[Items listed in a dataset]
= = = = =

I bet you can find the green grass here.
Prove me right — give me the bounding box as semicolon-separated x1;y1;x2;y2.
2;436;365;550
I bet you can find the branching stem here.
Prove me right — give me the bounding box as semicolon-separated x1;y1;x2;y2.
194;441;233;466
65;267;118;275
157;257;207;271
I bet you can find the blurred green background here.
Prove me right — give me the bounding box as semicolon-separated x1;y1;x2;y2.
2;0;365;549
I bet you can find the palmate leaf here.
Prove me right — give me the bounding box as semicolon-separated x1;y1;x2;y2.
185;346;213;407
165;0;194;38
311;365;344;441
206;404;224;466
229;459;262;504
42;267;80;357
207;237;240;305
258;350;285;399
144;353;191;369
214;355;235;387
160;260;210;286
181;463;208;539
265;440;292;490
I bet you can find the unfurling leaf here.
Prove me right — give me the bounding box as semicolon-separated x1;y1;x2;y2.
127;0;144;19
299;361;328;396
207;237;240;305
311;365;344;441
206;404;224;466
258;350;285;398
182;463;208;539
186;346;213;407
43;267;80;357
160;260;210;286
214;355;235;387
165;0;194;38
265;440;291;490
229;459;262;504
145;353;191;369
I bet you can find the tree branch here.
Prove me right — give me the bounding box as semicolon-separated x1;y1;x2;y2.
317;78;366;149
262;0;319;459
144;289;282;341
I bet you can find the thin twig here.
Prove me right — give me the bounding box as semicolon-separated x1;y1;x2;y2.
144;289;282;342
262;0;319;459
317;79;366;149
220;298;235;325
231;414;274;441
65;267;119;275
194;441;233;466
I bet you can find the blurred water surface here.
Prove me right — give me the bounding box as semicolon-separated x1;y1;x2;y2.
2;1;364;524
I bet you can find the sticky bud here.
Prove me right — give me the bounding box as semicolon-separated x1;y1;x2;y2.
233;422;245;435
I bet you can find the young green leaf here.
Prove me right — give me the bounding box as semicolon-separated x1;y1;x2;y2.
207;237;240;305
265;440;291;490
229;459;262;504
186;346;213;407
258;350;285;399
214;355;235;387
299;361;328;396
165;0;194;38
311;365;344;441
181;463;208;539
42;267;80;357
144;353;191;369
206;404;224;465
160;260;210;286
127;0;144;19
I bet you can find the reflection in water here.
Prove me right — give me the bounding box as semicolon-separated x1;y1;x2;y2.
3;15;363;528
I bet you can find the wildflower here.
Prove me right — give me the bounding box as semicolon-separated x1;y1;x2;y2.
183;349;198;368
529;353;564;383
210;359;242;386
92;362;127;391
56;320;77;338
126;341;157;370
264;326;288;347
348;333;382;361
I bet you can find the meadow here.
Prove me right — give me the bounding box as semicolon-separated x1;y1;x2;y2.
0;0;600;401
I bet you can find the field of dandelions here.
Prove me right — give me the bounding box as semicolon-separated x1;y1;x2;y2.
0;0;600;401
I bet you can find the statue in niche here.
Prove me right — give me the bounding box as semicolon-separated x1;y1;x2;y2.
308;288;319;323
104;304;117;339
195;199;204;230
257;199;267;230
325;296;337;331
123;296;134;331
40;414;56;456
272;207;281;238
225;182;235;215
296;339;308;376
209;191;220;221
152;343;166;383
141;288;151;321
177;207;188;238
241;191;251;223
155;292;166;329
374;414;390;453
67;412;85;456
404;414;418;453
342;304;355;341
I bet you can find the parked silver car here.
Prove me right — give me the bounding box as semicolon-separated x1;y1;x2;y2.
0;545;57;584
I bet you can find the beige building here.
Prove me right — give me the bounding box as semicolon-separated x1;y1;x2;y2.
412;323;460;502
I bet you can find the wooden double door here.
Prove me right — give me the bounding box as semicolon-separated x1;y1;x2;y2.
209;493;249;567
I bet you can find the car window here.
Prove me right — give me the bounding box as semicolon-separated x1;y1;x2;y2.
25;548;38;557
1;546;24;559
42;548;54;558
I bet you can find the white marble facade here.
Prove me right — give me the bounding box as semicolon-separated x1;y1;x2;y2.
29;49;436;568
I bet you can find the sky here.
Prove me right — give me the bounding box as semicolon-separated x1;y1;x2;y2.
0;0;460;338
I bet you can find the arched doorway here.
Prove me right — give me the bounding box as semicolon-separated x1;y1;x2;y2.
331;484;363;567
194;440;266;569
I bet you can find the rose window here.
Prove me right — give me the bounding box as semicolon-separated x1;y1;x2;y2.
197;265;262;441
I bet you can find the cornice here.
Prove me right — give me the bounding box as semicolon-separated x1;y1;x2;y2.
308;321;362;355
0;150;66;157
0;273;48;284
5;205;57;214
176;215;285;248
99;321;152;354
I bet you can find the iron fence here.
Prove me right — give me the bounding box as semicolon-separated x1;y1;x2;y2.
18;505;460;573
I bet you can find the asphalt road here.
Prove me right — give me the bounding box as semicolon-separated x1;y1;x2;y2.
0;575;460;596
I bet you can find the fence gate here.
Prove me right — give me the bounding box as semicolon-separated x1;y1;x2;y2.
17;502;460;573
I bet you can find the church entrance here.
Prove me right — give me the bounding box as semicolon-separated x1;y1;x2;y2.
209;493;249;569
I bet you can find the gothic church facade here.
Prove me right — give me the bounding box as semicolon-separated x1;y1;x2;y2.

= = = = =

(Exercise objective): Rewrite the stretch from the start of the rows above through the line containing "145;353;191;369" as a numbered list, and skip any blank lines.

(Solution):
1. I bet you can find the green grass here.
2. Prove me right — give me the bounding box as semicolon-separated x1;y1;x2;y2.
3. 2;436;365;550
4. I bet you can find the branching stem here.
5. Prove me right — give me the bounding box as semicolon-separated x1;y1;x2;y2.
6. 194;441;233;466
7. 65;267;118;275
8. 157;257;207;271
9. I bet you can find the blurred green background here.
10. Prove me right — give me the bounding box as semicolon-separated x1;y1;x2;y2.
11. 2;0;365;549
12. I bet you can find the palmate leaf here.
13. Prove me right — give me the bounding box as semicolon-separated x1;y1;x2;y2.
14. 185;346;213;407
15. 165;0;194;38
16. 311;365;344;441
17. 206;404;224;466
18. 229;459;262;504
19. 42;267;80;357
20. 207;237;240;305
21. 258;350;285;399
22. 144;353;191;369
23. 214;355;235;387
24. 160;260;210;286
25. 181;463;208;539
26. 265;440;292;490
27. I bet you can find the unfurling leaf here.
28. Prove me right — give me the bounding box as semicolon-separated x1;y1;x2;y2.
29. 127;0;144;19
30. 299;361;328;396
31. 207;237;240;305
32. 311;365;344;441
33. 206;404;224;466
34. 258;350;285;398
35. 182;463;208;539
36. 186;346;213;407
37. 43;267;80;357
38. 160;260;210;286
39. 214;355;235;387
40. 165;0;194;38
41. 265;440;291;490
42. 229;459;262;504
43. 145;353;191;369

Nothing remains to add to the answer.